PAGE TEXT >>
===============

M1 Mac mini GPU acting strange during tensorflow-metal tests

I recently got an M1 Mac mini and I was doing some testing in TensorFlow. I installed tensorflow-macos to do CPU testing and tensorflow-metal to do GPU testing.

I followed the procedure here: https://developer.apple.com/metal/tensorflow-plugin/ to install tensorflow-metal. I did not see any warnings or error during the installation process.

I was pleased to see that TensorFlow CPU testing on the M1 went smoothly.

I then tested the M1 integrated GPU to see if everything is working correctly by running sample TensorFlow code:

from tensorflow import keras

mnist = tf.keras.datasets.mnist

(x_train, y_train), (x_test, y_test) = mnist.load_data()

y_train = y_train[:1000]
y_test = y_test[:1000]

x_train, x_test = x_train / 255.0, x_test / 255.0
x_train = x_train[:1000].reshape(-1, 28*28)
x_test = x_test[:1000].reshape(-1, 28*28)

===============

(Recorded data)
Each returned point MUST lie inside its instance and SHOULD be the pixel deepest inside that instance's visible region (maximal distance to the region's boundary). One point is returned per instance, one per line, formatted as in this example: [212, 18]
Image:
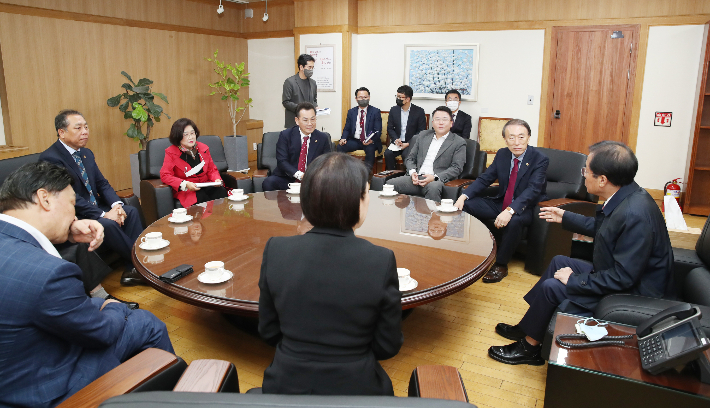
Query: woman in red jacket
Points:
[188, 162]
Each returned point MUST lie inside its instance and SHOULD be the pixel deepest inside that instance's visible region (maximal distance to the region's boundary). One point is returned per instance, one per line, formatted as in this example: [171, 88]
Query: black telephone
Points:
[667, 344]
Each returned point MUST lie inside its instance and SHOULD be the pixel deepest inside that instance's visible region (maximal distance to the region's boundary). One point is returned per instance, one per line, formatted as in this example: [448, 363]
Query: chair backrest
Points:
[155, 155]
[214, 143]
[564, 174]
[7, 166]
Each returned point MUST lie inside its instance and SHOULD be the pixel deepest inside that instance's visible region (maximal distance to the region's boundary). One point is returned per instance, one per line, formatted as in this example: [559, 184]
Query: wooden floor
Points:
[455, 331]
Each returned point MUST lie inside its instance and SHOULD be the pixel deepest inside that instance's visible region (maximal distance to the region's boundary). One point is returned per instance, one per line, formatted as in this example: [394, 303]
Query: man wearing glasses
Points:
[363, 127]
[521, 173]
[297, 147]
[437, 157]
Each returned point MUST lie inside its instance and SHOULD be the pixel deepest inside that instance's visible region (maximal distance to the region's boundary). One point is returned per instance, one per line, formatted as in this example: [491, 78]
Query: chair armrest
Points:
[123, 379]
[437, 381]
[208, 376]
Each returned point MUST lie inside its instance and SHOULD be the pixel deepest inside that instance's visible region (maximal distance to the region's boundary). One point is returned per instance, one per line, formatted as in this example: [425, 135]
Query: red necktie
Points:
[511, 185]
[304, 153]
[362, 125]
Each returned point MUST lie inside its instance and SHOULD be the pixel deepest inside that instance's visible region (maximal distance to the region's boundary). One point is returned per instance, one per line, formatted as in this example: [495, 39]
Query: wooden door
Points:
[592, 74]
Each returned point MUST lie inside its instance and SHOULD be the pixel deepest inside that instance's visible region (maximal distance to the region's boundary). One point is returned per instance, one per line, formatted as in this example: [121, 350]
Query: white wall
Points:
[669, 85]
[510, 69]
[333, 100]
[270, 62]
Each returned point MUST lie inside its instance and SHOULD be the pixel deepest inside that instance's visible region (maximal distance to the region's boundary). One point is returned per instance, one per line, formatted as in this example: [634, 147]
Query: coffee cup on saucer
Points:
[152, 239]
[214, 270]
[294, 187]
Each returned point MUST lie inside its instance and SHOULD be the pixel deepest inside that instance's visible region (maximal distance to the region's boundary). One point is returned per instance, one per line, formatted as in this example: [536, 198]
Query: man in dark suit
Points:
[95, 198]
[437, 157]
[299, 88]
[363, 127]
[404, 122]
[56, 340]
[632, 254]
[297, 147]
[521, 173]
[462, 120]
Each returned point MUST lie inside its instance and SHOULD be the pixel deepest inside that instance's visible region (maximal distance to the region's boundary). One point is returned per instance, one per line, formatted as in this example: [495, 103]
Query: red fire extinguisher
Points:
[672, 188]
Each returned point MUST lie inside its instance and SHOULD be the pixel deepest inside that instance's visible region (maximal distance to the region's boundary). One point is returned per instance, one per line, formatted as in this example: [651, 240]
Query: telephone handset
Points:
[665, 344]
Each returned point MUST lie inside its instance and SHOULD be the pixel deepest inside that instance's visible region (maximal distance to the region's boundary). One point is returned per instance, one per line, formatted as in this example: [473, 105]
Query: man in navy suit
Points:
[363, 127]
[95, 198]
[632, 254]
[55, 339]
[404, 122]
[297, 147]
[521, 173]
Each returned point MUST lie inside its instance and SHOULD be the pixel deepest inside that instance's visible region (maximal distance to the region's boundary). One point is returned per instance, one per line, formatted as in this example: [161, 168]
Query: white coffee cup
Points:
[152, 239]
[404, 277]
[214, 269]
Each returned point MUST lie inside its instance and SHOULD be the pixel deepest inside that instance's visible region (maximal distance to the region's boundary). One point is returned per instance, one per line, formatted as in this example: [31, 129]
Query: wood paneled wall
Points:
[51, 64]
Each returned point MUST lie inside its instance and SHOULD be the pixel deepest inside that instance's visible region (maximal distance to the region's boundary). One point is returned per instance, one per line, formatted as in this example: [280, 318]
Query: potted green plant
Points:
[232, 79]
[139, 106]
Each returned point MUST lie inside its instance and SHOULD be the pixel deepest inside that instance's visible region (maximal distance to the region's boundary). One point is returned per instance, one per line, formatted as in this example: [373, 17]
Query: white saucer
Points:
[412, 285]
[162, 245]
[180, 220]
[226, 275]
[238, 198]
[441, 208]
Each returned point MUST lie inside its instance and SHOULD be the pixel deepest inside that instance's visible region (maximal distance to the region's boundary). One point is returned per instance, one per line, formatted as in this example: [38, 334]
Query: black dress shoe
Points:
[131, 305]
[496, 274]
[132, 278]
[510, 332]
[519, 352]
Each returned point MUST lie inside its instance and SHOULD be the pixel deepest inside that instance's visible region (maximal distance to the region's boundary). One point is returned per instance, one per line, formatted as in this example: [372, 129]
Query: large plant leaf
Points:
[139, 113]
[144, 82]
[127, 76]
[161, 96]
[114, 101]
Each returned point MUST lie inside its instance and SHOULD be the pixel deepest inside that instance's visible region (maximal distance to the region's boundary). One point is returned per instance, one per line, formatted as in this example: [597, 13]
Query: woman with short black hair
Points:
[188, 162]
[330, 301]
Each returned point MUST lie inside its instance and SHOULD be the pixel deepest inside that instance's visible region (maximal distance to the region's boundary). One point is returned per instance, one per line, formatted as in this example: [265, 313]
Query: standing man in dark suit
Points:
[405, 121]
[462, 120]
[632, 254]
[521, 173]
[299, 88]
[95, 198]
[297, 147]
[437, 157]
[363, 127]
[55, 339]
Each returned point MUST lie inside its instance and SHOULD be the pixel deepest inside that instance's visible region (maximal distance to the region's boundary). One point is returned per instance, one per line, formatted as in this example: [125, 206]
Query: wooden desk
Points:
[236, 233]
[612, 376]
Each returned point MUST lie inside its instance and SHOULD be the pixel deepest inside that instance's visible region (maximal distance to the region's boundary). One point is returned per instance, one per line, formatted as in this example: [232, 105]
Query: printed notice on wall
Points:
[324, 69]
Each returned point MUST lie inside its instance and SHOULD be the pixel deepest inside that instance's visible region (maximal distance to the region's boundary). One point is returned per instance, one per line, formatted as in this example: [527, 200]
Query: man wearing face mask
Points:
[462, 120]
[363, 127]
[405, 121]
[299, 88]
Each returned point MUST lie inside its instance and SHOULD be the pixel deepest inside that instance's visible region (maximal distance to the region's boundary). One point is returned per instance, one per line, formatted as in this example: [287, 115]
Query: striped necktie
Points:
[84, 176]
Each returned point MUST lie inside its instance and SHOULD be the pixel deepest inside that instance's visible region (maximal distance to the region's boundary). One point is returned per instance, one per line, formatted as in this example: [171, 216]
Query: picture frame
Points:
[432, 70]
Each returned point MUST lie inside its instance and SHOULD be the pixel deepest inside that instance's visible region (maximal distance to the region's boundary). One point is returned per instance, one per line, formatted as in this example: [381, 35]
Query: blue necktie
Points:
[84, 176]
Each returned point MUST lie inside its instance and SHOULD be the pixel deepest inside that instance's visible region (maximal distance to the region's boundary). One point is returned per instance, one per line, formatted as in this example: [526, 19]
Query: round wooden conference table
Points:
[444, 252]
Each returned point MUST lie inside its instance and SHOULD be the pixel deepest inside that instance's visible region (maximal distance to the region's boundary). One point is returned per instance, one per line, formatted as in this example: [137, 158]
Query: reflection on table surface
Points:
[439, 249]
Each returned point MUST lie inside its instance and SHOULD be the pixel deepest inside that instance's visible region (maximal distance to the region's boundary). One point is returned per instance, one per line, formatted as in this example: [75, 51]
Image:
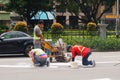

===============

WRITTEN TASKS >>
1) List every line in the records above that contains the string "suit".
2) Continue the post about testing the M1 Mac mini GPU with tensorflow-metal, starting right after its last line.

RESULTS OF THE EXERCISE >>
1)
Query: man in dark suit
Query: man in navy suit
Query: standing man in dark suit

2)
def create_model():
  model = tf.keras.models.Sequential([
    keras.layers.Dense(512, activation='relu', input_shape=(784,)),
    keras.layers.Dropout(0.2),
    keras.layers.Dense(1000, activation='relu'),
    keras.layers.Dense(10)
  ])

  model.compile(optimizer='adam',
                loss=tf.losses.SparseCategoricalCrossentropy(from_logits=True),
                metrics=[tf.metrics.SparseCategoricalAccuracy()])

  return model

# Create a basic model instance
model = create_model()

# Display the model's architecture
model.summary()
predictions = model(x_train[:1]).numpy()

model.fit(x_train, y_train, epochs=10)

loss, acc = model.evaluate(x_test,  y_test, verbose=2)
print("Accuracy: {:5.2}%".format(100*acc))

When I tried to run this, the program stopped entirely with some strange errors which I could trace back to the model.fit line. I have attached an error log file containing the exact terminal output.

Switching the optimizer in the model.compile line to sgd allows the program to complete, but accuracy and loss is stuck at 1000.00:

2021-07-02 10:27:26.486274: I tensorflow/core/grappler/optimizers/custom_graph_optimizer_registry.cc:112] Plugin optimizer for device_type GPU is enabled.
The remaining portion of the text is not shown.